### Directions for this task:
Stop at the line containing "the white cloud": repeat exactly every line of the entries below from the first up to it, plus that line, with pictures omitted.

━━━ Records supplied ━━━

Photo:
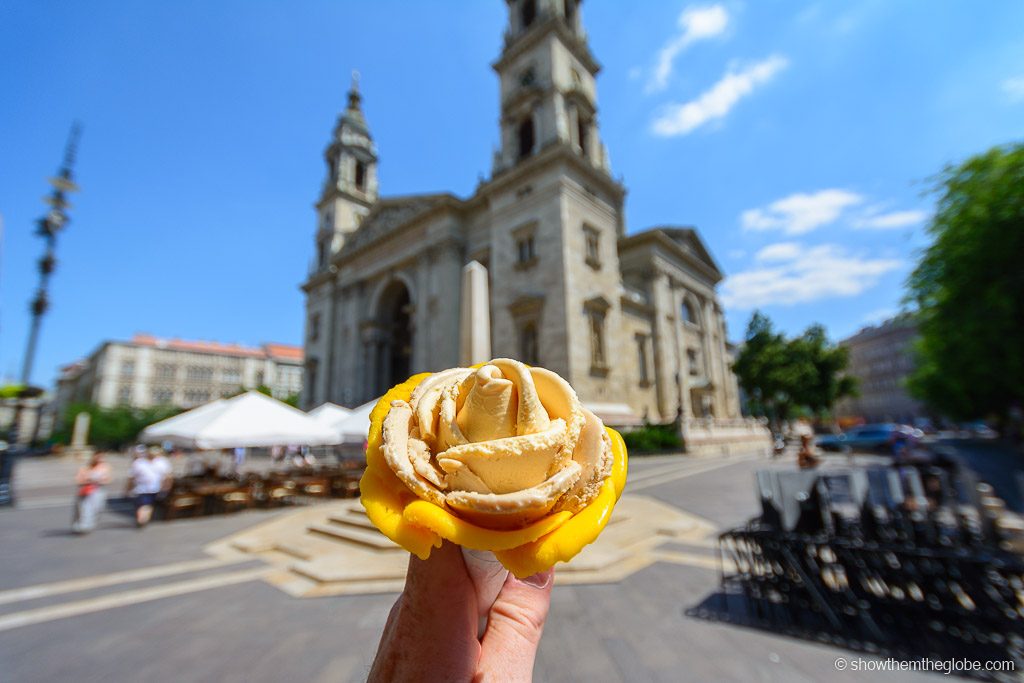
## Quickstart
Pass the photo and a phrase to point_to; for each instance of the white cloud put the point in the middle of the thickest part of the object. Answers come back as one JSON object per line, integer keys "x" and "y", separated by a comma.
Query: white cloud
{"x": 716, "y": 102}
{"x": 801, "y": 213}
{"x": 805, "y": 274}
{"x": 782, "y": 251}
{"x": 891, "y": 220}
{"x": 695, "y": 24}
{"x": 1014, "y": 88}
{"x": 879, "y": 315}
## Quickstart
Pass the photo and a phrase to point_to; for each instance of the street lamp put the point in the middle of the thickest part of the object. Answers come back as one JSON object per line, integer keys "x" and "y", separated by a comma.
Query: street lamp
{"x": 47, "y": 227}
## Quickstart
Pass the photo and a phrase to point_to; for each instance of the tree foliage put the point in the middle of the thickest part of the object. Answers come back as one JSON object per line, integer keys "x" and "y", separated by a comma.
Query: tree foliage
{"x": 781, "y": 376}
{"x": 113, "y": 427}
{"x": 969, "y": 287}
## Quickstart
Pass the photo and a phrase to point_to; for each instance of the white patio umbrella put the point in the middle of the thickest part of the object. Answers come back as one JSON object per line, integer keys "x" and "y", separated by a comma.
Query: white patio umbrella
{"x": 159, "y": 431}
{"x": 248, "y": 420}
{"x": 355, "y": 427}
{"x": 329, "y": 414}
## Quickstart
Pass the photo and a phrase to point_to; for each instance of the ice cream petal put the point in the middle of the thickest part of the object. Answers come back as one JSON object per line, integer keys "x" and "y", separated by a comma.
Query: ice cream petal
{"x": 426, "y": 397}
{"x": 512, "y": 464}
{"x": 489, "y": 411}
{"x": 395, "y": 447}
{"x": 515, "y": 509}
{"x": 531, "y": 417}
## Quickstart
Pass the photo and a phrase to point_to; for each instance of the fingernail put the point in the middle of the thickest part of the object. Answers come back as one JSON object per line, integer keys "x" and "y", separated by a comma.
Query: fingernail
{"x": 541, "y": 580}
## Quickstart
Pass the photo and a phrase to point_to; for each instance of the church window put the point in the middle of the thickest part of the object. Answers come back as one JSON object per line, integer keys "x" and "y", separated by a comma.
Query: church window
{"x": 596, "y": 323}
{"x": 311, "y": 367}
{"x": 689, "y": 312}
{"x": 642, "y": 359}
{"x": 360, "y": 175}
{"x": 162, "y": 396}
{"x": 526, "y": 137}
{"x": 593, "y": 240}
{"x": 527, "y": 12}
{"x": 582, "y": 127}
{"x": 525, "y": 251}
{"x": 314, "y": 327}
{"x": 528, "y": 346}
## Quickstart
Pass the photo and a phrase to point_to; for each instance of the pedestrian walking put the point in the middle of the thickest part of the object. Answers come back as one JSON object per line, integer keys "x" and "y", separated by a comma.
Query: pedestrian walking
{"x": 91, "y": 479}
{"x": 145, "y": 479}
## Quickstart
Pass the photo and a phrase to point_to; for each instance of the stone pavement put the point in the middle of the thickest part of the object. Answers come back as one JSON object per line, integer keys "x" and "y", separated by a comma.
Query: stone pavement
{"x": 126, "y": 605}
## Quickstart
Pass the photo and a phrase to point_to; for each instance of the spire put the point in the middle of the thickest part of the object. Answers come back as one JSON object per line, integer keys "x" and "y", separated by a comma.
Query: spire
{"x": 353, "y": 92}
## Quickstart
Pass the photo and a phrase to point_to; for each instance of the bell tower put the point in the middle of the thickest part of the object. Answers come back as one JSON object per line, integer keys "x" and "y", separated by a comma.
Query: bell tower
{"x": 350, "y": 181}
{"x": 548, "y": 90}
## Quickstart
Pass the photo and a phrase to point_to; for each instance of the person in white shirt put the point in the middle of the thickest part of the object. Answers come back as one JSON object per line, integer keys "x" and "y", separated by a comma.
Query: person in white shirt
{"x": 147, "y": 475}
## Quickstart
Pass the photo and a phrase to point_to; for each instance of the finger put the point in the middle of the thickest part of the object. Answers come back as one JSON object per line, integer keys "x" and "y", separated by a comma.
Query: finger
{"x": 431, "y": 631}
{"x": 439, "y": 589}
{"x": 514, "y": 628}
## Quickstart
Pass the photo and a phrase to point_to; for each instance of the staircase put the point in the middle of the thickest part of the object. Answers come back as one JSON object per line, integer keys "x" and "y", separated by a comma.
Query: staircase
{"x": 334, "y": 549}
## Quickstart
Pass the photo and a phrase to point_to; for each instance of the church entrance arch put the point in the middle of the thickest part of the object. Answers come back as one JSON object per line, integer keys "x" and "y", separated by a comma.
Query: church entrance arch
{"x": 394, "y": 315}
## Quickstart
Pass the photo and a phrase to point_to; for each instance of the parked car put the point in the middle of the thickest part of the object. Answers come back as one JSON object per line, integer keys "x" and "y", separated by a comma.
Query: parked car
{"x": 875, "y": 438}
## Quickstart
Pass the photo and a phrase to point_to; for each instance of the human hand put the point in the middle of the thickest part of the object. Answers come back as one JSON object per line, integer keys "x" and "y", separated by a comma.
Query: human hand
{"x": 431, "y": 633}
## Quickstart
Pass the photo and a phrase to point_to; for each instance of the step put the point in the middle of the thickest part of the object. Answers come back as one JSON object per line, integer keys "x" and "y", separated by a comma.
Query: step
{"x": 354, "y": 535}
{"x": 352, "y": 519}
{"x": 355, "y": 569}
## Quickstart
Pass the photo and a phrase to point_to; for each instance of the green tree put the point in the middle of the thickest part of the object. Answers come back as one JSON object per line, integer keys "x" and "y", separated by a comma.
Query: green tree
{"x": 969, "y": 288}
{"x": 822, "y": 382}
{"x": 784, "y": 376}
{"x": 113, "y": 427}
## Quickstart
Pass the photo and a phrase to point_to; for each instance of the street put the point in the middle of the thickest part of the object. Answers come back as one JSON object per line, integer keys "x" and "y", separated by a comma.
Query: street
{"x": 126, "y": 604}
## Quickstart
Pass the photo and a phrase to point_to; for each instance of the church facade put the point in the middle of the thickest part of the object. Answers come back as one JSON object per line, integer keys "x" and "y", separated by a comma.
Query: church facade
{"x": 632, "y": 321}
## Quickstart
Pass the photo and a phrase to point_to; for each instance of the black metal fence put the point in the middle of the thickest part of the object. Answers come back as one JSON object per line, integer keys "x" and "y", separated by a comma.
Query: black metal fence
{"x": 896, "y": 560}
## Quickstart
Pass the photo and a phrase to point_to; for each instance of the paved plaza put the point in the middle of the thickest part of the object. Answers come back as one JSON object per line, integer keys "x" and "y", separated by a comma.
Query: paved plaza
{"x": 178, "y": 601}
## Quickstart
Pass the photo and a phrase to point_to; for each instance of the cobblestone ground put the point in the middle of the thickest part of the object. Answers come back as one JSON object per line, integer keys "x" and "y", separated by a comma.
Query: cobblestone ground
{"x": 124, "y": 604}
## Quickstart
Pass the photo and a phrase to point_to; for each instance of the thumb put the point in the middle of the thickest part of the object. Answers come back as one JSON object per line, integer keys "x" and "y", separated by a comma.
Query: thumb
{"x": 514, "y": 628}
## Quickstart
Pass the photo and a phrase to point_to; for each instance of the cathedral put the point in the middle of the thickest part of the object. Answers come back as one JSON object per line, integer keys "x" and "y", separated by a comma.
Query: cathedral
{"x": 632, "y": 321}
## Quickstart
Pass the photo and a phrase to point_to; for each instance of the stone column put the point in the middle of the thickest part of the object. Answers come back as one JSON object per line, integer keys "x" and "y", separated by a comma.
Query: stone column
{"x": 474, "y": 315}
{"x": 665, "y": 343}
{"x": 372, "y": 338}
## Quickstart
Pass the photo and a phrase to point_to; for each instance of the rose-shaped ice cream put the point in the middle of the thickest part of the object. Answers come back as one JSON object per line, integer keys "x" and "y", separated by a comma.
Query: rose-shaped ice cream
{"x": 501, "y": 457}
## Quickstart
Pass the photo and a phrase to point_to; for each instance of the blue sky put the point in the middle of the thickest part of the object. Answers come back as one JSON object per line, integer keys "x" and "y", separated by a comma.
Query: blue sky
{"x": 799, "y": 137}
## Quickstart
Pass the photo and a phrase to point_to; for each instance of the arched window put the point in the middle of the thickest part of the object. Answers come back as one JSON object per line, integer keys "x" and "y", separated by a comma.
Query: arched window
{"x": 689, "y": 312}
{"x": 568, "y": 6}
{"x": 527, "y": 12}
{"x": 582, "y": 127}
{"x": 528, "y": 346}
{"x": 525, "y": 133}
{"x": 360, "y": 175}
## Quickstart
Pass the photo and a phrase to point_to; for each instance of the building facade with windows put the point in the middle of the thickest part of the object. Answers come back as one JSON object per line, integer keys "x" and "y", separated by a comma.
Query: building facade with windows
{"x": 632, "y": 321}
{"x": 882, "y": 359}
{"x": 147, "y": 371}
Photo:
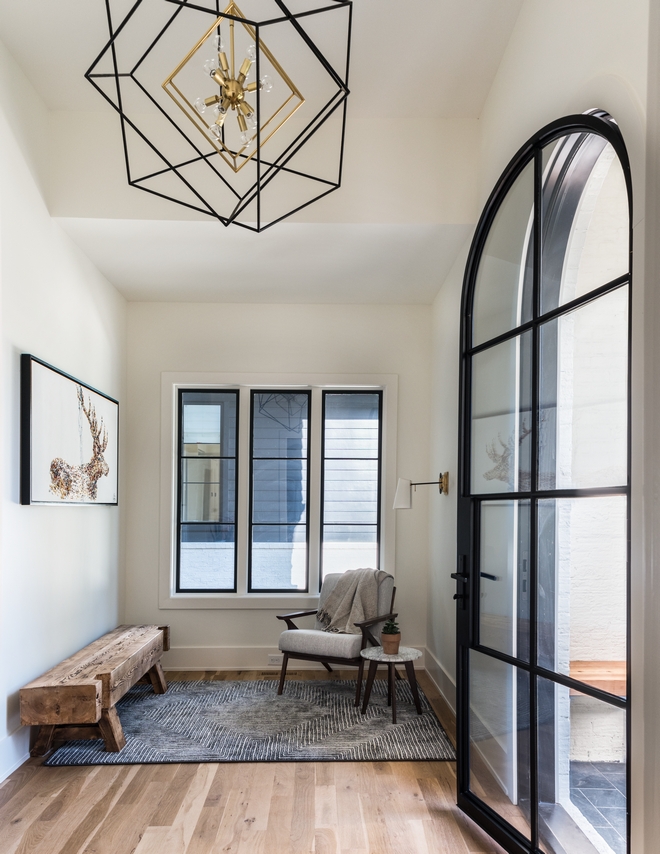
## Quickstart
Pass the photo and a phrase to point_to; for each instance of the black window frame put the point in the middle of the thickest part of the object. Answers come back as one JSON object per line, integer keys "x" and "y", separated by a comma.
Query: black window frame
{"x": 250, "y": 523}
{"x": 324, "y": 393}
{"x": 179, "y": 488}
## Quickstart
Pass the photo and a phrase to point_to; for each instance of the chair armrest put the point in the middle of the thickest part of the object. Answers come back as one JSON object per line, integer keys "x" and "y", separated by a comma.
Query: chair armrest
{"x": 366, "y": 623}
{"x": 288, "y": 618}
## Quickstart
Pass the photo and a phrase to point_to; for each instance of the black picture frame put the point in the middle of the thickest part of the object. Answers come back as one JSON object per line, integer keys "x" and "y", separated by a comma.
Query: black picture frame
{"x": 59, "y": 414}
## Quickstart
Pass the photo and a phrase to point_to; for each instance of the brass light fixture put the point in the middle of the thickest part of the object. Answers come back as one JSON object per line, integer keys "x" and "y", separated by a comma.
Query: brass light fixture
{"x": 404, "y": 490}
{"x": 237, "y": 98}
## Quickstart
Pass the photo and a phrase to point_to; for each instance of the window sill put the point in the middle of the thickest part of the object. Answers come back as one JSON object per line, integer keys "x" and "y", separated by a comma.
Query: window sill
{"x": 237, "y": 601}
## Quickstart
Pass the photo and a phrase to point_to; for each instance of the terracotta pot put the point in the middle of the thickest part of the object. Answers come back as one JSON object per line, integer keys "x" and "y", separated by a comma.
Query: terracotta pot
{"x": 390, "y": 643}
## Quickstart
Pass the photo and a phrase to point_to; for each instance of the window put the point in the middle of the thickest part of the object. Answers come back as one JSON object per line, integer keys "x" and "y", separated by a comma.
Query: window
{"x": 208, "y": 431}
{"x": 307, "y": 466}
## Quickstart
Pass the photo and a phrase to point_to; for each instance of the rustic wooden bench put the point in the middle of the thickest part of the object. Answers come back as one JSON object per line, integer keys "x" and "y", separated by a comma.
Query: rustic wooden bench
{"x": 76, "y": 698}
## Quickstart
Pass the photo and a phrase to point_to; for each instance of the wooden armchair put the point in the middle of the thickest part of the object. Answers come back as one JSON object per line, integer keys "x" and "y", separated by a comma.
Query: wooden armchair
{"x": 334, "y": 648}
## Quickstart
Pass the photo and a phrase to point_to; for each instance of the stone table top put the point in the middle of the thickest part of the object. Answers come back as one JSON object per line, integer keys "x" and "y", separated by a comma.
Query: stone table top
{"x": 406, "y": 653}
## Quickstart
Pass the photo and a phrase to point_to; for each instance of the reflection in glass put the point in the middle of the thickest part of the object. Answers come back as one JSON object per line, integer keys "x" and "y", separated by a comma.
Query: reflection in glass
{"x": 504, "y": 577}
{"x": 279, "y": 424}
{"x": 279, "y": 557}
{"x": 585, "y": 219}
{"x": 583, "y": 396}
{"x": 279, "y": 491}
{"x": 207, "y": 490}
{"x": 582, "y": 607}
{"x": 503, "y": 288}
{"x": 499, "y": 738}
{"x": 351, "y": 481}
{"x": 349, "y": 547}
{"x": 501, "y": 417}
{"x": 206, "y": 559}
{"x": 278, "y": 548}
{"x": 582, "y": 773}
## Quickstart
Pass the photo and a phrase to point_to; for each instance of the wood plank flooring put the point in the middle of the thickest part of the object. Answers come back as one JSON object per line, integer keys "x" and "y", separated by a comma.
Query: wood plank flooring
{"x": 246, "y": 808}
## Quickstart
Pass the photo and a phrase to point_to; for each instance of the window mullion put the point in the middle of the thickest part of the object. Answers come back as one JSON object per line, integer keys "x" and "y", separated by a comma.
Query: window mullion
{"x": 243, "y": 497}
{"x": 315, "y": 502}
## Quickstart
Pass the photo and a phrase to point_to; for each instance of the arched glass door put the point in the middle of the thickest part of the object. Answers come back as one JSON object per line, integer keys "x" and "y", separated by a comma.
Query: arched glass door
{"x": 543, "y": 530}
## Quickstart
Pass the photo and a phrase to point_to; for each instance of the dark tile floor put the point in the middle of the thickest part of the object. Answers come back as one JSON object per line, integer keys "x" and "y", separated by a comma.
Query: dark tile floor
{"x": 598, "y": 790}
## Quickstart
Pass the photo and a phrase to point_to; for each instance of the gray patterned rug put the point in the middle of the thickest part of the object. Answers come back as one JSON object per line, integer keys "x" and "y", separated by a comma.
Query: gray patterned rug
{"x": 248, "y": 722}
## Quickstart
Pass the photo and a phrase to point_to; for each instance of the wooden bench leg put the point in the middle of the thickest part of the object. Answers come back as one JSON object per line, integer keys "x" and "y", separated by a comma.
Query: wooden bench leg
{"x": 113, "y": 734}
{"x": 157, "y": 678}
{"x": 43, "y": 742}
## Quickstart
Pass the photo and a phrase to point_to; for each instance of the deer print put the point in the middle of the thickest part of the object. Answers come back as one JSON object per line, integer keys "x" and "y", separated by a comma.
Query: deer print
{"x": 69, "y": 481}
{"x": 504, "y": 462}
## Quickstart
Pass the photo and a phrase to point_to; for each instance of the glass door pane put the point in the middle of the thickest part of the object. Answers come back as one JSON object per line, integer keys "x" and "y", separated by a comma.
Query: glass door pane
{"x": 503, "y": 288}
{"x": 583, "y": 417}
{"x": 501, "y": 417}
{"x": 499, "y": 738}
{"x": 582, "y": 773}
{"x": 504, "y": 577}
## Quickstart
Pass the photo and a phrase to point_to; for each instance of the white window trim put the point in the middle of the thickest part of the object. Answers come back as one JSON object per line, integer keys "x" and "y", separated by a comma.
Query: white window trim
{"x": 171, "y": 382}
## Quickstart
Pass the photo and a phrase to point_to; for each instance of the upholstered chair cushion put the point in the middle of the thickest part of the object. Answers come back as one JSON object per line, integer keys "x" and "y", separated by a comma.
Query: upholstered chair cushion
{"x": 313, "y": 642}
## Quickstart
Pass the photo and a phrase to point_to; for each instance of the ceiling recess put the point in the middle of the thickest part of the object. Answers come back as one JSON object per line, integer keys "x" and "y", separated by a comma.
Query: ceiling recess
{"x": 240, "y": 117}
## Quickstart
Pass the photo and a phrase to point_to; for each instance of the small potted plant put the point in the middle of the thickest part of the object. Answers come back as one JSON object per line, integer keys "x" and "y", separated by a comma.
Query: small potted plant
{"x": 390, "y": 637}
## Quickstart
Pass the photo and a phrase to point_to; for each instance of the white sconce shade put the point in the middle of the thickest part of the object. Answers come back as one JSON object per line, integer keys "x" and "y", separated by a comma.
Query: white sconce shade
{"x": 403, "y": 495}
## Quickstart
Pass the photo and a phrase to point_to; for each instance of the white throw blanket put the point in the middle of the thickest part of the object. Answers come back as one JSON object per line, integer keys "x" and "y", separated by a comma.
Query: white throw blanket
{"x": 354, "y": 599}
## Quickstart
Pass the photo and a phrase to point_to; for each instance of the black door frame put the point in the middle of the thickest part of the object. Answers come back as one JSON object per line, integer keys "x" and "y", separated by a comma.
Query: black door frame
{"x": 599, "y": 123}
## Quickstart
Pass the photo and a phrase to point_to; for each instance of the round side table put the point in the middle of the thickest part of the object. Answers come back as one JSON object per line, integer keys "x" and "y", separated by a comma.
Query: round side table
{"x": 406, "y": 656}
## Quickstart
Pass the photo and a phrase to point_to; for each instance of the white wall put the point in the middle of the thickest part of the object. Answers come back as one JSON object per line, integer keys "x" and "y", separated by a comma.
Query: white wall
{"x": 335, "y": 339}
{"x": 59, "y": 570}
{"x": 562, "y": 58}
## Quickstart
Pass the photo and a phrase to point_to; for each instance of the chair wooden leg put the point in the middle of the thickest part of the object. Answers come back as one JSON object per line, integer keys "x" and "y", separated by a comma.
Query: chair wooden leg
{"x": 412, "y": 679}
{"x": 285, "y": 661}
{"x": 113, "y": 734}
{"x": 358, "y": 689}
{"x": 157, "y": 678}
{"x": 44, "y": 741}
{"x": 373, "y": 667}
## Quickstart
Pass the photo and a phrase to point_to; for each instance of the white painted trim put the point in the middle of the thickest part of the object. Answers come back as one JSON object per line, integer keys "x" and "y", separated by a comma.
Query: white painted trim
{"x": 14, "y": 751}
{"x": 441, "y": 679}
{"x": 240, "y": 658}
{"x": 170, "y": 383}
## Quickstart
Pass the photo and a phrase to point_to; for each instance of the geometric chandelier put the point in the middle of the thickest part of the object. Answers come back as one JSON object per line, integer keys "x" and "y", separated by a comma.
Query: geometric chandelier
{"x": 237, "y": 118}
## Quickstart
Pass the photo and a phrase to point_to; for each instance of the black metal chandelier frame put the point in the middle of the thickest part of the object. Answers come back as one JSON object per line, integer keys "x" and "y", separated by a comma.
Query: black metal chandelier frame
{"x": 266, "y": 170}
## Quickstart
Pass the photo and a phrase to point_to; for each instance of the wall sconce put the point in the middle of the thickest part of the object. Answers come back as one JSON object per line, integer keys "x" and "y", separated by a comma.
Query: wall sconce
{"x": 403, "y": 495}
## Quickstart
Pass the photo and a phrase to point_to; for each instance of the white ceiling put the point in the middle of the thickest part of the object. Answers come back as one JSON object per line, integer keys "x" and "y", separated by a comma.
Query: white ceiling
{"x": 290, "y": 263}
{"x": 417, "y": 61}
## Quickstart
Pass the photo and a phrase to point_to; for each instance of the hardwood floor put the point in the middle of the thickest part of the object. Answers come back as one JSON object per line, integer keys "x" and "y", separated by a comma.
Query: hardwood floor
{"x": 246, "y": 808}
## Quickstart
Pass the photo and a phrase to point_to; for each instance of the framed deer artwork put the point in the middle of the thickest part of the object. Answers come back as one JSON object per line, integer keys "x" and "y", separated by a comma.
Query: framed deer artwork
{"x": 69, "y": 438}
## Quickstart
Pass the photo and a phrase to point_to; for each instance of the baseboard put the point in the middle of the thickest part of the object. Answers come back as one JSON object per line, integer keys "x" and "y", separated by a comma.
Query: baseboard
{"x": 240, "y": 658}
{"x": 14, "y": 751}
{"x": 441, "y": 679}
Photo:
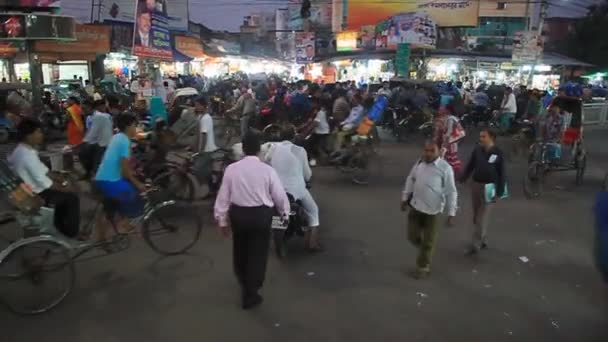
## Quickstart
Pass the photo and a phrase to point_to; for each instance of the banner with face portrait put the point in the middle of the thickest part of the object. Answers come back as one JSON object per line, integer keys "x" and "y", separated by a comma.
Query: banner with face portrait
{"x": 123, "y": 10}
{"x": 305, "y": 47}
{"x": 151, "y": 37}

━━━

### Finished task:
Photo:
## Quickstart
Pass the photo and a phrase to point_to; for each instance of the white cloud put the point in the middle of the thickest part of the object. Answers come back as one JSON object per line, integer keys "x" and "y", separated by a comma.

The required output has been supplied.